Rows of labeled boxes
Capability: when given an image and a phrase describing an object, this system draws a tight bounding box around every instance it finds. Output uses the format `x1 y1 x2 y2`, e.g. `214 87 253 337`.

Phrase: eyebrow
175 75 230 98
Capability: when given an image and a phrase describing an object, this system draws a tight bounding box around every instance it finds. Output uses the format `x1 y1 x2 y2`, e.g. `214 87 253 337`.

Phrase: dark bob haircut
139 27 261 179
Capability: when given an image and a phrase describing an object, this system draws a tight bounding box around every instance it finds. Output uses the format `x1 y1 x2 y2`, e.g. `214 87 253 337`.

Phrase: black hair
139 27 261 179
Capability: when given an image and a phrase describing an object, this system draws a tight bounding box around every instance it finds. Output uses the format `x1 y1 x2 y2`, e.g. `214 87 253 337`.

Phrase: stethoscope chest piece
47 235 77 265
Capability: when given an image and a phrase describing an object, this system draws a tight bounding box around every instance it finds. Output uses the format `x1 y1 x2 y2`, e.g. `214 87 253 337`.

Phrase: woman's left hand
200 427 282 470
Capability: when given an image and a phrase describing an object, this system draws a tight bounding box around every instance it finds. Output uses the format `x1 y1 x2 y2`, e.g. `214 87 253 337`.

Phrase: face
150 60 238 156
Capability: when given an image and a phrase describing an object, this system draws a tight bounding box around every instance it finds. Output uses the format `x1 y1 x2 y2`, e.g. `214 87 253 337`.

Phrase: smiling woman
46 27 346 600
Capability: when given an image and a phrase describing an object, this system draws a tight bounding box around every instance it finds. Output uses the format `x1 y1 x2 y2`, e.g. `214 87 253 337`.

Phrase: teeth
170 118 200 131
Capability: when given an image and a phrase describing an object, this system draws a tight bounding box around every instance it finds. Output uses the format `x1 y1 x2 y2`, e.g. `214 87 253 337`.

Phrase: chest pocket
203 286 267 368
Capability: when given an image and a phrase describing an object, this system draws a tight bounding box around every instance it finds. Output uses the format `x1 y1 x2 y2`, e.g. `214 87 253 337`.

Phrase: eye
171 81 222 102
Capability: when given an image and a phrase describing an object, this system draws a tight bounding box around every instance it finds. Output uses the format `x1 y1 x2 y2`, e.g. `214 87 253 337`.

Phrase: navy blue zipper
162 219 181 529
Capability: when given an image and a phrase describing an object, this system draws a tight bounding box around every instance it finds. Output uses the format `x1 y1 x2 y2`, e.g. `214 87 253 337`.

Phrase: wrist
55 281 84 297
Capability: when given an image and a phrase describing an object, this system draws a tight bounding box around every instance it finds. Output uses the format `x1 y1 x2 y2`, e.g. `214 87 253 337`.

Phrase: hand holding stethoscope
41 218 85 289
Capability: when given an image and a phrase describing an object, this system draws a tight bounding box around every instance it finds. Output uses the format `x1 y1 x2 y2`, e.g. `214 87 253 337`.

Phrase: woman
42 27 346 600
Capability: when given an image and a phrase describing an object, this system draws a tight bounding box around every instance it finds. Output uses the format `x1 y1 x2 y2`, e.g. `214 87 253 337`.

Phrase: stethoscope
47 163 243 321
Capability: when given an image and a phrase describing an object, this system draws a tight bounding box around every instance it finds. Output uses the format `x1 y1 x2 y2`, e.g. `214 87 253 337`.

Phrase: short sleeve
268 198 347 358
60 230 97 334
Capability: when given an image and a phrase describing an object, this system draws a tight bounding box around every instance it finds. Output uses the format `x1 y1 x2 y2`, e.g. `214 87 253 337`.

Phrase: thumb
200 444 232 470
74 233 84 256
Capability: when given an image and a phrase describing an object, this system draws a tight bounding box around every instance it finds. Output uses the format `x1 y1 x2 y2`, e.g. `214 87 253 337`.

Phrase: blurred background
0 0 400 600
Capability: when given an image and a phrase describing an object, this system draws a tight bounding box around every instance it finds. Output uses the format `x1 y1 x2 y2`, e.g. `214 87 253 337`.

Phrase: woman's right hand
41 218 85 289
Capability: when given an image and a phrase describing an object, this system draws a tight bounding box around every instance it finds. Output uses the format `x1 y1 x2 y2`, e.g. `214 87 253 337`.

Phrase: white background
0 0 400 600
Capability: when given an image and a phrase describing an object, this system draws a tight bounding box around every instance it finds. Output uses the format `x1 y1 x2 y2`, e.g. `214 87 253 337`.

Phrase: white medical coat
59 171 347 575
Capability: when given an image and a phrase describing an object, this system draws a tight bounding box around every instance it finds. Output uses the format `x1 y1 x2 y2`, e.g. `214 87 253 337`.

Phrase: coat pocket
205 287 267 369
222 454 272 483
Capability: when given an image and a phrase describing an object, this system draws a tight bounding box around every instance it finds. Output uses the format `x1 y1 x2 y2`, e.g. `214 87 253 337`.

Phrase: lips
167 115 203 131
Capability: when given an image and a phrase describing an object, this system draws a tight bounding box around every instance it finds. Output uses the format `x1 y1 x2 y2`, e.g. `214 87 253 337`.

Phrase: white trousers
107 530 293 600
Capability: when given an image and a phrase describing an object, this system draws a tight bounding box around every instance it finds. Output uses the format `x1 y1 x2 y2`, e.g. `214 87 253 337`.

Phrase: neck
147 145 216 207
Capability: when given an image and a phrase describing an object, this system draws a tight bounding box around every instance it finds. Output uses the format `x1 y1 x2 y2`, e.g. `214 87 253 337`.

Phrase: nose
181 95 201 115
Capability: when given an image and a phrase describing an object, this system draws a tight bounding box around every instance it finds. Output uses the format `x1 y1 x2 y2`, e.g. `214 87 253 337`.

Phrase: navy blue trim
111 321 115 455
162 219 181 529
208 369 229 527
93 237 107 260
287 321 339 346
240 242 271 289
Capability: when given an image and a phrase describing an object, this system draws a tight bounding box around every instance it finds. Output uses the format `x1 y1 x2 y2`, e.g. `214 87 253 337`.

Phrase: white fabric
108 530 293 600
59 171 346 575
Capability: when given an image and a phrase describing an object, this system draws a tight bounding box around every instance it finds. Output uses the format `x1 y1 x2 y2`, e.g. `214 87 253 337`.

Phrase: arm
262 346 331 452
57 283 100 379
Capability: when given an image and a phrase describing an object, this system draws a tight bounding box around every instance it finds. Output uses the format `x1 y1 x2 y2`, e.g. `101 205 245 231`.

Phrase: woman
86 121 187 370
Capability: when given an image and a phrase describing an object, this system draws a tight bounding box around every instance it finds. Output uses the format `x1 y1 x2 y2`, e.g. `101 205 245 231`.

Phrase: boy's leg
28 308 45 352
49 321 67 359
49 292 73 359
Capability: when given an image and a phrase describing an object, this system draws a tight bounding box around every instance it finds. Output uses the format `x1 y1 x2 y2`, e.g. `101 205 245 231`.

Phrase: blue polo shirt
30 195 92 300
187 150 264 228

## Your instructions
Can you rewrite all of the rows above with every "bounding box" changed to "enclosing rectangle" and nothing else altered?

## Response to the exercise
Capability: when given an image and a phrase describing an object, this system draws a tight enclosing rectangle around every instance it finds. Output uses the format `x1 y1 x2 y2`, e.g. `214 87 253 337`.

Phrase: eyebrow
175 75 230 98
Capability: when given an image and a phrase describing an object, this system draws a tight enclosing rectangle around every instance it finds. Output uses the format `x1 y1 x2 y2`, e.g. `214 87 253 337`.

Phrase: dark bob haircut
139 27 261 179
Capability: when given an image and a phrase describing an object, this system draws a tight enclosing rectangle around every instance it finds. Output uses the format `x1 y1 x2 y2`, e.g. `214 87 253 337`.

Phrase: black hair
139 27 261 179
Capability: when given an image and a phrase describing an object, this system draws a tight enclosing rectangle around every instance it finds. Output uses the format `x1 y1 x2 y2`, e.g. `214 87 253 337`.

Phrase: stethoscope chest piece
47 235 77 265
Capability: when given an image and a phrase describing an object, this system draws a tight enclosing rectangle around every instance it finds. Output uses the format `x1 y1 x2 y2`, e.g. `214 87 253 337`.

Phrase: woman's left hand
200 427 282 470
Capability: when given an image and a phrase describing an object, this system draws a tight enclosing rectangle around every instance it finds. Output uses the format `x1 y1 x2 y2`, e.g. `214 87 253 337`.

Phrase: face
150 60 238 156
Capability: when given an image and a phrase describing an object, this system draws a tight enclosing rectangle around every instance it finds. Output uses the format `x1 y1 x2 y2`, e.g. `214 87 253 337`.

Phrase: smiling woman
46 27 346 600
Capability: when given an image and a phrase describing an object, this system draws a tight enclosing rectangle around every instance it finds. Output uses the format `x1 y1 x2 y2`, e.g. `214 87 253 337`.

Phrase: teeth
170 118 200 131
Capability: when given an image and a phrase describing an object, this system draws a tight enclosing rectangle around every instance it finds. Output uses the format `x1 y1 x2 y2`, e.g. `214 87 253 337`.

Phrase: chest pocket
203 286 267 368
Capability: when given an image and a phrase describing an object, this system draws a tight enclosing rectangle around every instance it finds. Output uses the format `x1 y1 x2 y2`, e.g. `214 87 253 337`.

Phrase: eye
171 81 222 102
Capability: when given an image and a phrase describing an object, this system draws a tight enclosing rectangle around every instance it finds. Output uses the format `x1 y1 x2 y2`, e.g. `214 87 253 337`.

Phrase: navy blue zipper
162 219 181 529
Capability: when given an image and a phrase describing an object, this system draws a tight enclosing rectangle around every instance it finds. Output uses the format `x1 y1 x2 y2`, e.g. `214 87 253 337`.

Phrase: wrist
55 281 84 297
Capability: when given an image and a phrase describing an object, this system draws a tight enclosing rectangle around every instance it finds. Output uses the format `x1 y1 x2 y2`, e.g. `214 87 253 337`.

Phrase: hand holding stethoscope
41 218 85 289
Capability: when given an image and a phrase describing an object, this system draws a tight enclosing rectangle around every instance it finds. Output uses the format `x1 y1 x2 y2`, e.g. `214 87 253 337`.

Phrase: woman
42 27 346 600
Capability: when given an image and a phrase describing an object, this system draws a tight enclosing rectangle around every instance it finds. Output uses the format `x1 y1 x2 y2`, e.g. `214 87 253 337`.

Phrase: stethoscope
47 163 243 321
Capability: when given an image and a phrase describing an object, this system draws a tight enclosing rectangle around every instance it finds. Output uses the format `x1 y1 x2 y2`, e.g. `214 87 253 337`.

Phrase: short sleeve
268 198 347 358
60 230 97 334
Capability: when given an image and a phrase describing an object, this system draws a tight enclosing rectangle around every instance it finds. Output uses the format `x1 y1 x2 y2`, e.g. `214 87 253 337`.

Phrase: thumb
200 444 232 470
74 233 84 256
Capability: when given an image and a phrase describing an object, this system draws a tight enclosing rectangle around every instance it finds. Output uses the format `x1 y1 x2 y2`, e.g. `214 87 253 337`.

Phrase: blurred background
0 0 400 600
Capability: when given an image and a phrase describing an object, this system draws a tight enclosing rectangle around every instance it finds. Output uses the format `x1 y1 x2 y2`, e.g. `214 87 253 337`.

Phrase: woman's right hand
41 218 85 289
Capability: when given an image and a phrase describing an object, this system draws a tight enclosing rectangle around every instance it finds. Output uses the format `x1 y1 x2 y2`, e.g. `214 87 253 337`.

Phrase: white background
0 0 400 600
Capability: when given an image and a phrase describing an object, this system draws a tight enclosing rectangle around every instance it finds. Output uses the format `x1 y1 x2 y2`, e.g. `214 87 253 337`.

Phrase: white medical coat
59 171 347 575
Capability: when given an image and a phrase describing an object, this system draws a tight enclosing rectangle around every instance it finds. Output uses the format `x1 y1 x2 y2`, e.g. `214 87 253 337`.

Phrase: coat pocket
205 287 267 369
222 454 272 483
Capability: when given an image and a phrase describing an object, this system draws a tight enclosing rectangle around every instance it finds. Output uses the format `x1 y1 x2 y2`, e.g. `214 87 253 337`.

Phrase: lips
167 115 203 131
Capability: when given an image and a phrase describing an object, this system draws a tight enclosing rectangle around every instance it finds. Output uses the format `x1 y1 x2 y2`, e.g. `214 87 253 337`.

Phrase: white trousers
107 530 293 600
Capability: when given an image and a phrase describing an object, this system draws a tight enclosing rectangle around every instance it finds. Output uses the format `x1 y1 x2 y2`, e.g. `214 87 253 337`.

Phrase: neck
147 145 216 207
Capability: when given an image and a phrase describing an object, this system draws a tight enclosing rectangle around every instance it finds. Output uses the format `x1 y1 x2 y2`, e.g. `214 87 253 337`.

Phrase: nose
181 95 201 115
Capability: when given an image and a phrase describing an object, this system draws a tight enclosing rectangle around every instance it finds. Output uses the format `x1 y1 x2 y2`, e.g. `214 87 253 337`.

Phrase: navy blue trim
111 321 115 455
162 219 181 529
208 369 229 527
93 237 107 260
287 321 339 346
240 242 271 289
Capability: when given an image and a phrase describing an object, this system draws a tight enclosing rectangle around every instance it finds. Output uses the format `x1 y1 x2 y2`, e.g. `214 87 253 337`.

Phrase: white fabric
108 530 293 600
59 171 346 575
Capability: when given an image and a phrase describing an object, this system draws a tight enclosing rectangle around every instance it finds. Output uses the format `x1 y1 x2 y2`, e.g. `214 87 253 337`.

Phrase: arm
262 346 331 452
57 283 100 379
Capability: when given an image and a phrase describing an object, this system draws a tight enclosing rectangle around every instance it finds. Output uses the format `x1 y1 x2 y2`, e.g. `101 205 245 231`.

Phrase: woman
86 121 187 370
Capability: when given an image and a phrase describing an object, this system draws a tight enclosing rectangle around every instance it finds. Output uses the format `x1 y1 x2 y2`, e.g. `101 205 245 231`.

Phrase: boy's leg
28 308 45 352
49 321 67 359
49 292 73 359
Capability: when given an image and a phrase describing an object, this system draws a tight enclosing rectangle around every instance it finds. Output uses the format `x1 y1 x2 y2`, e.g. `101 205 245 231`.

Phrase: blue polo shirt
30 195 92 300
187 150 264 228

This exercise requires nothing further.